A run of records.
◇ ◇ ◇ ◇ ◇ ◇ ◇
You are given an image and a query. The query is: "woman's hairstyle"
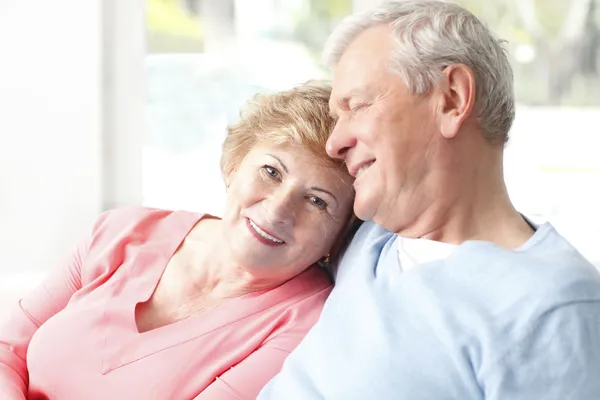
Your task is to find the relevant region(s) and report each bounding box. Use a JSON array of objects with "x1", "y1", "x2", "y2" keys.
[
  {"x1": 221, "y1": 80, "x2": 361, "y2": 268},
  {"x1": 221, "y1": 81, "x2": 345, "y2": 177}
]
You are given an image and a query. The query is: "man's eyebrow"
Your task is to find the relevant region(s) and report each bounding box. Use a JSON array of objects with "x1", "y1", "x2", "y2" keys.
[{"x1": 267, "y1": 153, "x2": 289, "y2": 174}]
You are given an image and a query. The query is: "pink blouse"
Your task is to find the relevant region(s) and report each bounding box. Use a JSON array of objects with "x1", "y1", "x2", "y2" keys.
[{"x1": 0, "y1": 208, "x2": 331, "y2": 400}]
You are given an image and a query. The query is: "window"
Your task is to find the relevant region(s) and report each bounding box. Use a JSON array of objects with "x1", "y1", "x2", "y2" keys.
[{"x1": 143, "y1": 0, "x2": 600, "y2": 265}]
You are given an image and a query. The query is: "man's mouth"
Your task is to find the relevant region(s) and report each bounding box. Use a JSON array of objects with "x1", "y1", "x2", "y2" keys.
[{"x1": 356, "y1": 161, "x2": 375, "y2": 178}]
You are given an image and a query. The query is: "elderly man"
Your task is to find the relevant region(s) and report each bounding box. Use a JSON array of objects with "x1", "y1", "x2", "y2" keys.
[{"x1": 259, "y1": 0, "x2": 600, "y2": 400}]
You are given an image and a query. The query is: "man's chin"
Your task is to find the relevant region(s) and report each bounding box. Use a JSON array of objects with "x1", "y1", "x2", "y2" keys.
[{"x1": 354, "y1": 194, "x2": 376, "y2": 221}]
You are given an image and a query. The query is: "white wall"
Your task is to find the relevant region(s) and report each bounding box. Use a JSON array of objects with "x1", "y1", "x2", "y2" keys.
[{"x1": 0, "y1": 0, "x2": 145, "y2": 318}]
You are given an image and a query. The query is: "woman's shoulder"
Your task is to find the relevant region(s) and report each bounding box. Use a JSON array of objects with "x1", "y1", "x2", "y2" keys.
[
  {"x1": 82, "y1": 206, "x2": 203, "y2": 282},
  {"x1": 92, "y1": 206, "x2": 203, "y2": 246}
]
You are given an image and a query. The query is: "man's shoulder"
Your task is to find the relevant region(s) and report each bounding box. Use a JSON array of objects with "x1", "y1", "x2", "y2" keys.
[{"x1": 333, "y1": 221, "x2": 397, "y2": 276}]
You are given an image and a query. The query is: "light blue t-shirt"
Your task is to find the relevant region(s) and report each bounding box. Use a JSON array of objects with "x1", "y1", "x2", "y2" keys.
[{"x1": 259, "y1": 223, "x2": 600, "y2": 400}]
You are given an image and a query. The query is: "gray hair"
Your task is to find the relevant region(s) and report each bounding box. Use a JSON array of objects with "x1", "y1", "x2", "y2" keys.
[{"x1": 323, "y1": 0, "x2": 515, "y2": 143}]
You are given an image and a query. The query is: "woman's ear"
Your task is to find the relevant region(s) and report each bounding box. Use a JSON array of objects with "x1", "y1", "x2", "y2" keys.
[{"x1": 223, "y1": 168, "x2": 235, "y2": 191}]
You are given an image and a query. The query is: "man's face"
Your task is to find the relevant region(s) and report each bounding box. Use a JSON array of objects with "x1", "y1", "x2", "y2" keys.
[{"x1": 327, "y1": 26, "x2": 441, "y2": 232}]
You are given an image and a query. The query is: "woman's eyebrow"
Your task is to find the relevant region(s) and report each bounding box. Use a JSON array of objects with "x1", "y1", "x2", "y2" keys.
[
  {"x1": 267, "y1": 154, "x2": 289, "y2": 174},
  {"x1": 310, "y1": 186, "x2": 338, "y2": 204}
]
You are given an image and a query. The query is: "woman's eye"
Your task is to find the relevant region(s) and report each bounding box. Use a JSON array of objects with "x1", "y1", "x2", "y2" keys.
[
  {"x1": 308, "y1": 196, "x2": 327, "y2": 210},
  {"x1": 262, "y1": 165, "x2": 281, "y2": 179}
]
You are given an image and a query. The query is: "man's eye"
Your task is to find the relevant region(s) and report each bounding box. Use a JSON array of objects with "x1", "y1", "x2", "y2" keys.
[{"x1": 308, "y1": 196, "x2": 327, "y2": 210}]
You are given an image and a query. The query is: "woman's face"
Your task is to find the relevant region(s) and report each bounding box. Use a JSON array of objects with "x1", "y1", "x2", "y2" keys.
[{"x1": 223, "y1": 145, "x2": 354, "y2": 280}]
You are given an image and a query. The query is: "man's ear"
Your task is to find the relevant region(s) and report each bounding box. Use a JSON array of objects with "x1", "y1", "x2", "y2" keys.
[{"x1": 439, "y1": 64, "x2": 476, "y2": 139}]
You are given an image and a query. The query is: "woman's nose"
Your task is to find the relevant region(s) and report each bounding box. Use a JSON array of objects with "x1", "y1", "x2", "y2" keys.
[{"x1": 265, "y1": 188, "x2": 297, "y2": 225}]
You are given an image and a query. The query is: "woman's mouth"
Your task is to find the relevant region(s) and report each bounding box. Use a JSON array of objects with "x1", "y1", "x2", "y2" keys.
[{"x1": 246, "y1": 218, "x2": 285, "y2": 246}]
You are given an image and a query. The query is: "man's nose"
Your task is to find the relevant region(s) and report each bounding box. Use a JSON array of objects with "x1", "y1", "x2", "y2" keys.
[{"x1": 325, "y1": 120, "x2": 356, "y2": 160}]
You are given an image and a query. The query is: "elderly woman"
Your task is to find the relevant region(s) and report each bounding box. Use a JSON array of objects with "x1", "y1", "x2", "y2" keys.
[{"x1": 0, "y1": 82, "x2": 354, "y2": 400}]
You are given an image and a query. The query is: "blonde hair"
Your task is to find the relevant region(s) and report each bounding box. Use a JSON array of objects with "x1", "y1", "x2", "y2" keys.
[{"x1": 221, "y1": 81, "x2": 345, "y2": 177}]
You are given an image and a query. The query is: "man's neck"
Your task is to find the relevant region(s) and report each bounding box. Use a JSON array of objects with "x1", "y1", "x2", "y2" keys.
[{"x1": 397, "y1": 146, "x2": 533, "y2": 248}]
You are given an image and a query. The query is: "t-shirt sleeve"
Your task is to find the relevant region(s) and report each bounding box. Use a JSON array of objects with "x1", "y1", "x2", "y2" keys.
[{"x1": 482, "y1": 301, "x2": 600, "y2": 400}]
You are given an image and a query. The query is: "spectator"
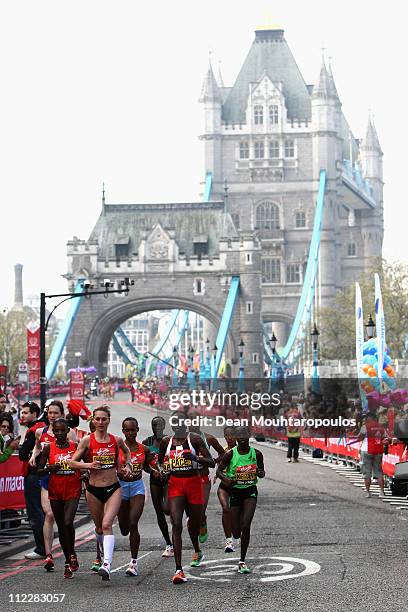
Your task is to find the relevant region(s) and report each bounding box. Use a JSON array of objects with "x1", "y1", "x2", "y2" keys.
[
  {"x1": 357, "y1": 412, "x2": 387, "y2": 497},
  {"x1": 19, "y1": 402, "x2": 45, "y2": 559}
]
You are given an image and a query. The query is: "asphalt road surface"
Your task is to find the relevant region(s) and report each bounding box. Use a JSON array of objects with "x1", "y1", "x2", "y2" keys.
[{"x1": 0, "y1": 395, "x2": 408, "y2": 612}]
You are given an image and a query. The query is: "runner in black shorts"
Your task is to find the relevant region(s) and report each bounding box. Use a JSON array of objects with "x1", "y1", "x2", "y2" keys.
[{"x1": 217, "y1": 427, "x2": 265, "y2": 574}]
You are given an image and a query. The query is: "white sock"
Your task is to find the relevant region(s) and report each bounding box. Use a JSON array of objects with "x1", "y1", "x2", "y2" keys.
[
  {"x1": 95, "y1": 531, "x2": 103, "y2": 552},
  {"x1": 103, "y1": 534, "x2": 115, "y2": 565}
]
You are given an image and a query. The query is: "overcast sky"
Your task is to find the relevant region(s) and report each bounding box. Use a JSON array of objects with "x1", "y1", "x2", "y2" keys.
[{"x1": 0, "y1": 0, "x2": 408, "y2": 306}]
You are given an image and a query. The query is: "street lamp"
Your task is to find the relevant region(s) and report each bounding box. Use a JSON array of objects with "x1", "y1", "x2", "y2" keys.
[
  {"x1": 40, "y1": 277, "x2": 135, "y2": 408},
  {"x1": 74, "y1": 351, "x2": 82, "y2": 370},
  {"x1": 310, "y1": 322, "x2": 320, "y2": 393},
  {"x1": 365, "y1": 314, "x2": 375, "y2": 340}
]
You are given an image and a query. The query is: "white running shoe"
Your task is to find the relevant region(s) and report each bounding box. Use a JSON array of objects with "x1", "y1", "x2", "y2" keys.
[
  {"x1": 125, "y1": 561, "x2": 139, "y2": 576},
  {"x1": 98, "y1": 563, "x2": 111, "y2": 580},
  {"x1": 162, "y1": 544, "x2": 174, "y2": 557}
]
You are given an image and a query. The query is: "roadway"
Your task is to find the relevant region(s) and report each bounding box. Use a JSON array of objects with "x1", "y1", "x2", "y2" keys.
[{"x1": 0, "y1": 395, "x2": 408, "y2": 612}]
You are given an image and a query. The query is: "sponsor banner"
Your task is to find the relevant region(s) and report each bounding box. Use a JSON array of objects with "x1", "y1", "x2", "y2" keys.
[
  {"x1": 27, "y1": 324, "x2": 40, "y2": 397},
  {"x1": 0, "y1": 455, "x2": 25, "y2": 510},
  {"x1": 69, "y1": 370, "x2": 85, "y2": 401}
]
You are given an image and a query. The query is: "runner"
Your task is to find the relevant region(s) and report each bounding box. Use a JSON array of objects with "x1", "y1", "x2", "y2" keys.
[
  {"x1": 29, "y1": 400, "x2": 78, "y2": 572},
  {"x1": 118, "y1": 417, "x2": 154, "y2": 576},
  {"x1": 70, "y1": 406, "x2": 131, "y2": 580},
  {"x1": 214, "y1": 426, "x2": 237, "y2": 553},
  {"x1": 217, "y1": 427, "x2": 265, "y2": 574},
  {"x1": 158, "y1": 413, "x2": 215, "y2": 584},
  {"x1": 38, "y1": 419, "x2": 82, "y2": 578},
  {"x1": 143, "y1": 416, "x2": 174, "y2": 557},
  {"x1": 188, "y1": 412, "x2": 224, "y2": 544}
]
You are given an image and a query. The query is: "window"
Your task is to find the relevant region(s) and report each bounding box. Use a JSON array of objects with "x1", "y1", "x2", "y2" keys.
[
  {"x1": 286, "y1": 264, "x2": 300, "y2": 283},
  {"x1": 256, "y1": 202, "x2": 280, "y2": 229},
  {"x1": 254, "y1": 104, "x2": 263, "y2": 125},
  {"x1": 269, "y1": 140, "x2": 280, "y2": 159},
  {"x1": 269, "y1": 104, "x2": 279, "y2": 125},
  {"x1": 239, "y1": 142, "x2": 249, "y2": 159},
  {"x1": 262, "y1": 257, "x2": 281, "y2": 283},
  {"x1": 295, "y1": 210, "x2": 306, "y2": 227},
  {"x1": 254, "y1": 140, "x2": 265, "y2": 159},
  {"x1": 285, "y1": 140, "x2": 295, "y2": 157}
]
◇ ◇ ◇ ◇ ◇ ◇ ◇
Work to be completed. Pull out every line above that contains the word "elderly", copying each one in full. Treat case as significant.

Written response.
You are given an image and a query. The query is: "elderly man"
You are given an image and a query. The query is: "elderly woman"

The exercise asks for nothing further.